During the period covered by this report, there were not any amendments to a provision of the code of ethics that applies to the registrant’s principal executive officer, principal financial officer, principal accounting officer or controller, or persons performing similar functions, regardless of whether these individuals are employed by the registrant or a third party, and that relates to any element of the code of ethics definition enumerated in paragraph (b) of this Item. 

  

(c)

During the period covered by this report, there were no waivers, including any implicit waivers, from a provision of the code of ethics to the registrant’s principal executive officer, principal financial officer, principal accounting officer or controller, or persons performing similar functions, regardless of whether these individuals are employed by the registrant or a third party that relates to one or more of the items set forth in paragraph (b) of this Item.

------------

== DIRECTION A ==
From the code of ethics disclosure, list the officers and other persons covered by the provisions it describes, as the first paragraph names them.

== Excerpts from point annotation data ==

------------

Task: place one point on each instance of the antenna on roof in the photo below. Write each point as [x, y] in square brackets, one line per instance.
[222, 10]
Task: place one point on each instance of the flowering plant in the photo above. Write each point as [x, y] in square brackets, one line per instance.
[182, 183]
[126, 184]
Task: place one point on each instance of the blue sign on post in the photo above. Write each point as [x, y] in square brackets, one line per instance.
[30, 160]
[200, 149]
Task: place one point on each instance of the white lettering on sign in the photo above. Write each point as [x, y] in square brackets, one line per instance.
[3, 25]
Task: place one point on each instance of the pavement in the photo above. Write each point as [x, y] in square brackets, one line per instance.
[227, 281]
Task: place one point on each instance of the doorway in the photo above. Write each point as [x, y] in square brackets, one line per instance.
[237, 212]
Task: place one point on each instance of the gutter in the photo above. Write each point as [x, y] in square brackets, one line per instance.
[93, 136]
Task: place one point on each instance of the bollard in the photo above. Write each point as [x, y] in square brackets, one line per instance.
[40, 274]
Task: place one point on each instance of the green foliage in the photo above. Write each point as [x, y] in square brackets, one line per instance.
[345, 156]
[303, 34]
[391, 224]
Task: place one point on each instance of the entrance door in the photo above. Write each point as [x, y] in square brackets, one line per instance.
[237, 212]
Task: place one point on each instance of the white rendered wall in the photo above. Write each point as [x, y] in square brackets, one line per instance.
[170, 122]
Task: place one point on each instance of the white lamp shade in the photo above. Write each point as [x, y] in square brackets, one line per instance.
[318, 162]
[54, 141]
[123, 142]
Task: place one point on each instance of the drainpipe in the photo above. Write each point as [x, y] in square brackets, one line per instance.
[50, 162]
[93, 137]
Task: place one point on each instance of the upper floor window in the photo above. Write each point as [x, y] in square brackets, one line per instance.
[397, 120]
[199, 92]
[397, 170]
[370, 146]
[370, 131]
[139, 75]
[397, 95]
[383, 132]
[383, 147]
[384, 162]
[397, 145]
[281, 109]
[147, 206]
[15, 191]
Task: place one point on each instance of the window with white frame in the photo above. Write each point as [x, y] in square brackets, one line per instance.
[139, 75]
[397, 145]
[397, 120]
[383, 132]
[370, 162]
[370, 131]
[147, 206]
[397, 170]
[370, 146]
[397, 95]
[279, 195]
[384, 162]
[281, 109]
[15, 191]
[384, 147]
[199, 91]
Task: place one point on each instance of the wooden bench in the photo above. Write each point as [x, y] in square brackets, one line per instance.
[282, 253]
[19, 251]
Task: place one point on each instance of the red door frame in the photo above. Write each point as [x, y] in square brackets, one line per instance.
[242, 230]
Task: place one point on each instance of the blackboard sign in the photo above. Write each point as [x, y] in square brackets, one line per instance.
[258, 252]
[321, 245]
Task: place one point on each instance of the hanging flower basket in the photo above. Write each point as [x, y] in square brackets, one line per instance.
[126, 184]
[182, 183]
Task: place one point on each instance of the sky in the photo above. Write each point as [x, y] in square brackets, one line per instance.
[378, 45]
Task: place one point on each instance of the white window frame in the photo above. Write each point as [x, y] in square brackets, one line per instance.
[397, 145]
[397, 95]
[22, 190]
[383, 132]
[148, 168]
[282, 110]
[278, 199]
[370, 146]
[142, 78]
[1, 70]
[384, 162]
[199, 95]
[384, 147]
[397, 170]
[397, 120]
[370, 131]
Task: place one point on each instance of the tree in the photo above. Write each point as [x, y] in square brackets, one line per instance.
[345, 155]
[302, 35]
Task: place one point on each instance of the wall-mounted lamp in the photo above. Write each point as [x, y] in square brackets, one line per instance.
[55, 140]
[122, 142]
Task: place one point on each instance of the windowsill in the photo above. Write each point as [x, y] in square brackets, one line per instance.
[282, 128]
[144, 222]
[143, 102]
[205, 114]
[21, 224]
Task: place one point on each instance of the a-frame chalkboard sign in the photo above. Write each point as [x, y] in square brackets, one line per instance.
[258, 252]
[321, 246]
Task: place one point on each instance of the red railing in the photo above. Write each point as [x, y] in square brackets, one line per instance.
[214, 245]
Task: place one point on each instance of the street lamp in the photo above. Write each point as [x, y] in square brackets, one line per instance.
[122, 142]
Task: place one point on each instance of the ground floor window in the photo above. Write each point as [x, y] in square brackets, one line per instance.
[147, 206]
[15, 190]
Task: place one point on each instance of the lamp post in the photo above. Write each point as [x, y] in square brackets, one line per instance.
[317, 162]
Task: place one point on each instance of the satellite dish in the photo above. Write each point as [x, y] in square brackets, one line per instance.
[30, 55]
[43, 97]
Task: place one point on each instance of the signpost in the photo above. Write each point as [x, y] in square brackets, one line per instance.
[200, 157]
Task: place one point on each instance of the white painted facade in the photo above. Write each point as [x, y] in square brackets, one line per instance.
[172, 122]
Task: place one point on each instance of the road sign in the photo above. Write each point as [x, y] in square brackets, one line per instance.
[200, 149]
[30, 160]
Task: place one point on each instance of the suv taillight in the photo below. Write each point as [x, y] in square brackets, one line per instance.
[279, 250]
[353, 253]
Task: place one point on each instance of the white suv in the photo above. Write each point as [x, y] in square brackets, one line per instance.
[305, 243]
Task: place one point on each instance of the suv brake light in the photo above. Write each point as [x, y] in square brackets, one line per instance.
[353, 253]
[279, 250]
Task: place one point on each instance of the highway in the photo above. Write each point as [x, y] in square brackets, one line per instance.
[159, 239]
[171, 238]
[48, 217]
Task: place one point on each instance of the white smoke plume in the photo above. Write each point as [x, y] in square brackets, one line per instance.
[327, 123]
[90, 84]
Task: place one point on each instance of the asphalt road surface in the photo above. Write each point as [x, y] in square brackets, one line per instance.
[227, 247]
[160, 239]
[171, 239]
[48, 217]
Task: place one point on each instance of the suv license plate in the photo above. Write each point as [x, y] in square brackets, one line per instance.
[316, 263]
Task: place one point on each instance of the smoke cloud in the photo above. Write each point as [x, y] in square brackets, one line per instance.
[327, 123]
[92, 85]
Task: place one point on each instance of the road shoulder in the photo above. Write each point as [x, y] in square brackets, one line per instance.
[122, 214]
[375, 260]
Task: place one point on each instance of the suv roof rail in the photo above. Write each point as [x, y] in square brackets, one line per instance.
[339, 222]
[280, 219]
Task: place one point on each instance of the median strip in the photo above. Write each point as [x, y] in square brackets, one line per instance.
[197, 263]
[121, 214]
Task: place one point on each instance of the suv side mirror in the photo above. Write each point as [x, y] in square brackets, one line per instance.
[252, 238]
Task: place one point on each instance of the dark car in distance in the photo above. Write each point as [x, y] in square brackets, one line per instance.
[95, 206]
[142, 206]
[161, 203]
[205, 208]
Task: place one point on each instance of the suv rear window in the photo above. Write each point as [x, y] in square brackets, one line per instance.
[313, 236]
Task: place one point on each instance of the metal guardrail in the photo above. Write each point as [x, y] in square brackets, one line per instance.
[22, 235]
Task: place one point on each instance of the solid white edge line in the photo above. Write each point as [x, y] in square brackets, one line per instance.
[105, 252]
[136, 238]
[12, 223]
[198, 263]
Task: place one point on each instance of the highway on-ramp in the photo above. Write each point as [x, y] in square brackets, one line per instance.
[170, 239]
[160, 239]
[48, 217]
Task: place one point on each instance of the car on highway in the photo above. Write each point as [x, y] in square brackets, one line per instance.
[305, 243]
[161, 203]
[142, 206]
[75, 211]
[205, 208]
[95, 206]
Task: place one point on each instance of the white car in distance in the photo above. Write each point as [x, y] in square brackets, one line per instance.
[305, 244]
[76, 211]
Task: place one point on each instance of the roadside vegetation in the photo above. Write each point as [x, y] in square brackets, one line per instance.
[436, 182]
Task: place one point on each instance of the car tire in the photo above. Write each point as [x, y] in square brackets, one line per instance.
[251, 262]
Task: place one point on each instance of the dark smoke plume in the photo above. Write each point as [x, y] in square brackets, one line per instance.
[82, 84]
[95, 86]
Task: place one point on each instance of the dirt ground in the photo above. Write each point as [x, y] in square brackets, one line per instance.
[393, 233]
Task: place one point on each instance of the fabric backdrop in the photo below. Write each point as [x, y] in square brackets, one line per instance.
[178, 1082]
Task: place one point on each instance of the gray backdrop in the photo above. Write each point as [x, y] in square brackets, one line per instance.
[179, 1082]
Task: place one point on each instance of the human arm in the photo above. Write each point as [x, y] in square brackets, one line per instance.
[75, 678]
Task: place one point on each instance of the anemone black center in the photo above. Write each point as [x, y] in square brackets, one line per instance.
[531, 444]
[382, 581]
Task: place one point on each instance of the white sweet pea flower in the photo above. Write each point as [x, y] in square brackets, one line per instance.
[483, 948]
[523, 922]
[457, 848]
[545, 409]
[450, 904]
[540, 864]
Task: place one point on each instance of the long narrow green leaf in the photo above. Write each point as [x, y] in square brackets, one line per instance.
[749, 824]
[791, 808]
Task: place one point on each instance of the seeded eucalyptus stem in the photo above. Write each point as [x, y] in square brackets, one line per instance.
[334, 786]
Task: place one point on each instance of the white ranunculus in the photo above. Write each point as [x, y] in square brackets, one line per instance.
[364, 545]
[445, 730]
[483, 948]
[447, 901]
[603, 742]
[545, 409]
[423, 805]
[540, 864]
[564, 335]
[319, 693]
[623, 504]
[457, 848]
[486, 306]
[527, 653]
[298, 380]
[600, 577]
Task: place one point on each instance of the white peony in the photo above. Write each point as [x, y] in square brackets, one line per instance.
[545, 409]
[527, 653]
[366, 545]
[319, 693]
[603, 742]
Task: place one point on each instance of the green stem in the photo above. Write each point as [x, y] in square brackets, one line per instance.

------------

== DIRECTION B ==
From the records, give as a JSON list of strings, one per line with blank lines omitted, the part that opens with the line containing "Task: place one point on each instance of the white peony" and runs through the end of the records.

== CORRECT RESULT A ==
principal executive officer
principal financial officer
principal accounting officer or controller
persons performing similar functions

== CORRECT RESULT B ==
[
  "Task: place one point on each instance of the white peony in the photo above. Write each point as [x, y] in square brackets, one line per instance.",
  "[545, 409]",
  "[527, 653]",
  "[366, 545]",
  "[319, 693]",
  "[603, 742]",
  "Task: place one point on each instance of the green stem in the photo above. Write each point as [x, y] in square brackets, one line per instance."
]